Work instructions |
[1] Repeat the part of the Scripps lawsuit article from "SAN DIEGO (CNS)" to "health care system.", keeping every word and mark unchanged.
[2] Write the next part of the Scripps lawsuit article below, carrying it on from its final sentence.

Given text |
....................
SAN DIEGO (CNS) - A pair of lawsuits have been filed on behalf of former and current Scripps Health patients who allege their personal information may have been compromised during the recent ransomware attack on the San Diego-based health care system.
The complaints filed Monday in San Diego federal court allege Scripps did not properly safeguard its patients' personal information stolen in last month's cyberattack, even though Scripps should have been "on notice" of the potential risk due to similar incidents occurring in the health care industry.
Scripps said earlier this month that it was notifying more than 147,000 people that their personal information was affected, though the health care system said there has been no indication that any data was used to commit fraud.
Despite that, the plaintiffs allege they "are at imminent and impending risk of identity theft" that "will continue for the rest of their lives."
....................
Source data |
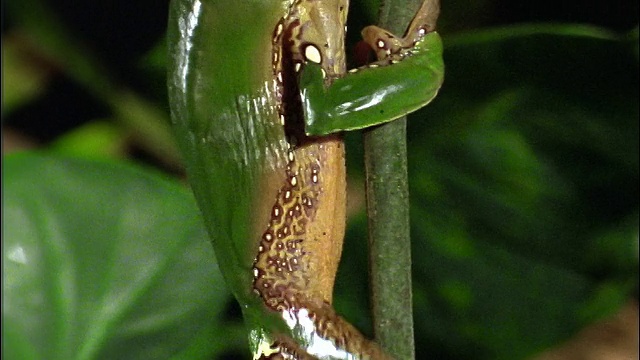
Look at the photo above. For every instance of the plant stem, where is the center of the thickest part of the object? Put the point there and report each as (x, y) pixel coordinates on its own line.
(388, 212)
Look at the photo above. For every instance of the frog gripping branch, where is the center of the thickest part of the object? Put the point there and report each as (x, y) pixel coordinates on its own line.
(259, 94)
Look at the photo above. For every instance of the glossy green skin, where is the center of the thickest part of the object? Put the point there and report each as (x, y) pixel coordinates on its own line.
(375, 95)
(226, 125)
(225, 113)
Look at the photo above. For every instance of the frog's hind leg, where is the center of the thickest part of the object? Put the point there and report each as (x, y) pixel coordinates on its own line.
(387, 45)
....................
Numbered responses |
[1]
SAN DIEGO (CNS) - A pair of lawsuits have been filed on behalf of former and current Scripps Health patients who allege their personal information may have been compromised during the recent ransomware attack on the San Diego-based health care system.

[2]
Scripps, which did not respond to requests for comment on the lawsuits, previously stated it would be providing complimentary credit monitoring and identity protection support services "for the less than 2.5% of individuals whose Social Security number and/or driver's license number were involved."
One of the complaints alleges that the service "does not and will not fully protect the patients from cyber criminals and is largely ineffective against protecting data after it has been stolen" and states cyber criminals will hold onto the stolen data until "long after victims concerns and preventative steps have diminished."
The plaintiffs seek unspecified damages and for Scripps to implement a number of preventive measures to bolster its cybersecurity.